_Objective_:
In the copy, include every entry exactly but none of the images.
----
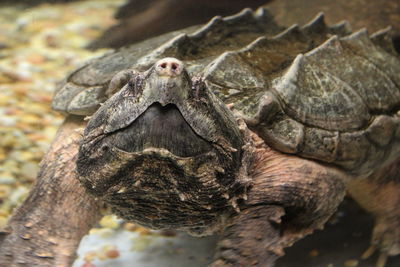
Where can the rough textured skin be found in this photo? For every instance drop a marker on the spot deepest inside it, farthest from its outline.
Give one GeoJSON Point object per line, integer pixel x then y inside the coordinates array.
{"type": "Point", "coordinates": [140, 19]}
{"type": "Point", "coordinates": [374, 15]}
{"type": "Point", "coordinates": [379, 195]}
{"type": "Point", "coordinates": [47, 228]}
{"type": "Point", "coordinates": [311, 110]}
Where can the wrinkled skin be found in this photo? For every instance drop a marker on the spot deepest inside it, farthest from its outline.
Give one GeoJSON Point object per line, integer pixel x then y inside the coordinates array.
{"type": "Point", "coordinates": [247, 187]}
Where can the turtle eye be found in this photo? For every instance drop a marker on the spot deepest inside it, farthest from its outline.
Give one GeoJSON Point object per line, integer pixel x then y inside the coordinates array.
{"type": "Point", "coordinates": [131, 84]}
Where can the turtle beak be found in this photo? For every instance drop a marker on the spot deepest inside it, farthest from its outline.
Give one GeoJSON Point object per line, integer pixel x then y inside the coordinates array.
{"type": "Point", "coordinates": [169, 67]}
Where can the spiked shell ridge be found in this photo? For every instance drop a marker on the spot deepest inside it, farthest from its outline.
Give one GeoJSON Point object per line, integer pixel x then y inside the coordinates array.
{"type": "Point", "coordinates": [316, 91]}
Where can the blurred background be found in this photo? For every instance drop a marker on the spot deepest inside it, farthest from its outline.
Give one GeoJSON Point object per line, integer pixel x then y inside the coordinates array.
----
_Task response_:
Where can the rough textured skin be found in this photo? For every instance drop a marker on the spot deepest inside it, farthest from its outline.
Give one GeoJSON Point object per line, integer pixel x then y inside the coordinates array.
{"type": "Point", "coordinates": [140, 19]}
{"type": "Point", "coordinates": [374, 15]}
{"type": "Point", "coordinates": [379, 195]}
{"type": "Point", "coordinates": [47, 228]}
{"type": "Point", "coordinates": [311, 110]}
Where can the wrinkled skin be found in this photo? For every instance drop a marker on the spot deepest inside it, farthest from its outline.
Give one GeoJSON Point object per line, integer pixel x then y inside the coordinates array.
{"type": "Point", "coordinates": [247, 187]}
Where can the turtle eye be found in this photo? For every instance drop a marker on the spot deepest inside it, farthest from its outline.
Give one GeoJSON Point object per line, integer pixel x then y inside the coordinates array.
{"type": "Point", "coordinates": [131, 84]}
Where can the turtle beak be found in this photo? For every instance drop a marker on the spot deepest inside it, farthest from its outline.
Give one GeoJSON Point object per line, integer pixel x then y inside the coordinates array.
{"type": "Point", "coordinates": [169, 67]}
Where can the spiked shell ridge be found in this photo? For every instance drop a marker on the spot deepest inside it, farthest from its outline.
Give one GeoJSON Point object per line, integer pixel x then y inside the coordinates array.
{"type": "Point", "coordinates": [316, 91]}
Where can the blurred background be found in this photo? For every instance drop a marker on the spot deepest inside it, farthest from its outline.
Give one GeoJSON Point object per line, integer pixel x then y inside the coordinates array.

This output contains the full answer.